Explosion des Web-séries: et ce n’est qu’un début…
À l’instar de la RTBF, Arte lancera trois de ces fictions Web qui, plus que jamais, semblent électriser le petit monde de la création audiovisuelle.
Univers foisonnant s’il en est, la Web-série a le vent en poupe. Forcément. Des monologues hallucinés aux fictions plus ou moins léchées, des capsules humoristiques aux talk-shows improbables, Internet offre à toutes les velléités créatives, qu’elles soient ou non trempées dans un quelconque talent, l’opportunité d’émerger à la surface de la Toile. Au point de voir les chaînes de télé « récupérer » le phénomène. La Deux s’est ainsi récemment offert Le Stagiaire, Web-série humoristique réunissant James Deano et le jeune Web-phénomène Gui-Home, pour l’encapsuler dans sa grille de fêtes. Plus institutionnalisé encore: la Web-série Euh… remportait en novembre dernier un concours organisé par la RTBF, gagnant par la même occasion la production d’une saison complète, qui sera diffusée au printemps prochain. Objectif avoué du côté de Reyers: « Initier un concept novateur d’appel au public. » C’est le même type d’attente qui prévaut du côté d’Arte, où trois Web-séries feuilletonnantes seront très prochainement mises en chantier. « Début 2015, on entre en production de trois projets: une comédie, une série noire et une série d’anticipation, soit trois fois dix épisodes de cinq à six minutes chacun », précise Judith Louis, directrice de la fiction pour la chaîne franco-allemande.

[Entrées enregistrées]
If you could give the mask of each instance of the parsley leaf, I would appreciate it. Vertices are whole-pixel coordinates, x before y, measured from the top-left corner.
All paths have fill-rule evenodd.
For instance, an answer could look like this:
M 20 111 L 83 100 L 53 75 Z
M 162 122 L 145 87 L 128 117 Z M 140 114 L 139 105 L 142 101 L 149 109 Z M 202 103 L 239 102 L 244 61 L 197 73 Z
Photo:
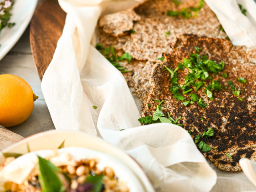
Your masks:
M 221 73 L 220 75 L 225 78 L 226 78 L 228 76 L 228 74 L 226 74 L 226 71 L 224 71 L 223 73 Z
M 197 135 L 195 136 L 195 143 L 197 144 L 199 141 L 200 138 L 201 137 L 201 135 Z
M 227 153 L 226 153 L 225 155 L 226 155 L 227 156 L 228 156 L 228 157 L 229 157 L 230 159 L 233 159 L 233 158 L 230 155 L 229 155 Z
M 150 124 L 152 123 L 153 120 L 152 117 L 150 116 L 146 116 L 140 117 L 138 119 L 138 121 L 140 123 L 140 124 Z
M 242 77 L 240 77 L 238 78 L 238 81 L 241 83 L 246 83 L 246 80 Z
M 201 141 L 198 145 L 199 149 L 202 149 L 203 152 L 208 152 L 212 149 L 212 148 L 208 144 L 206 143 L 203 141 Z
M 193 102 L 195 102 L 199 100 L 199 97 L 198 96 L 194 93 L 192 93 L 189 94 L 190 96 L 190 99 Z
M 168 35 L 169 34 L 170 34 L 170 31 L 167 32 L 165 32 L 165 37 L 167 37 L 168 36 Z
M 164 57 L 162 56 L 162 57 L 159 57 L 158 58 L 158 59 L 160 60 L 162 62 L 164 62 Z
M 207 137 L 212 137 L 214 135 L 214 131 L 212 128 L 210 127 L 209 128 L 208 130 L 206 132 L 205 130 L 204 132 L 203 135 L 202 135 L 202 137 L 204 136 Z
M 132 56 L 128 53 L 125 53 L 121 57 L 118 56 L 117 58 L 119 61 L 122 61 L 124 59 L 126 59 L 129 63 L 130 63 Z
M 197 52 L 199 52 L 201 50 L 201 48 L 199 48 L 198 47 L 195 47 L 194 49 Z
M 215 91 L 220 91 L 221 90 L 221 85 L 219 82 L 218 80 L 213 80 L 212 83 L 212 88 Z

---

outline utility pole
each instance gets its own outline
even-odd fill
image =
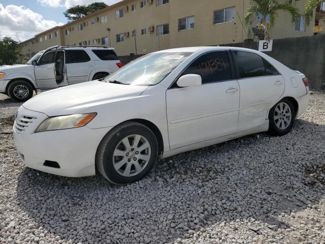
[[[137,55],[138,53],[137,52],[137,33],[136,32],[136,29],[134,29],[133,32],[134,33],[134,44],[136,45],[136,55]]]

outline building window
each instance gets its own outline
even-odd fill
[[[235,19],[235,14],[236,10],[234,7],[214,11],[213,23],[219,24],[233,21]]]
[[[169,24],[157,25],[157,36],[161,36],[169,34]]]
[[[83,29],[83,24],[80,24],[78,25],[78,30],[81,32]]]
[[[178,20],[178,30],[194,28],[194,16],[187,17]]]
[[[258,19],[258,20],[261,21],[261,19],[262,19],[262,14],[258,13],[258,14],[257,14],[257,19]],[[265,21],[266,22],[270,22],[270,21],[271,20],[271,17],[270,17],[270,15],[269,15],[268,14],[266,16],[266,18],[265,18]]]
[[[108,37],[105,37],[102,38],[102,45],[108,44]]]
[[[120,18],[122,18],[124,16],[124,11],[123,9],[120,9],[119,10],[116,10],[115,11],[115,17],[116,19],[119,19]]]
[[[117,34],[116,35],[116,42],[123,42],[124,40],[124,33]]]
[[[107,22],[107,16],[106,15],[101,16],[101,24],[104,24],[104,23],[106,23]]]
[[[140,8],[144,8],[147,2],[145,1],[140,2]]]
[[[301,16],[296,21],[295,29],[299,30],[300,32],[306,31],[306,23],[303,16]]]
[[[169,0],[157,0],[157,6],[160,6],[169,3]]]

> [Votre objectif]:
Recopiez sans rien changer le passage de l'article ci-dessus sur les Web-séries qui va de « Explosion des Web-séries: et » jusqu'à « la création audiovisuelle. » inclus.

> [Réponse attendue]:
Explosion des Web-séries: et ce n’est qu’un début…
À l’instar de la RTBF, Arte lancera trois de ces fictions Web qui, plus que jamais, semblent électriser le petit monde de la création audiovisuelle.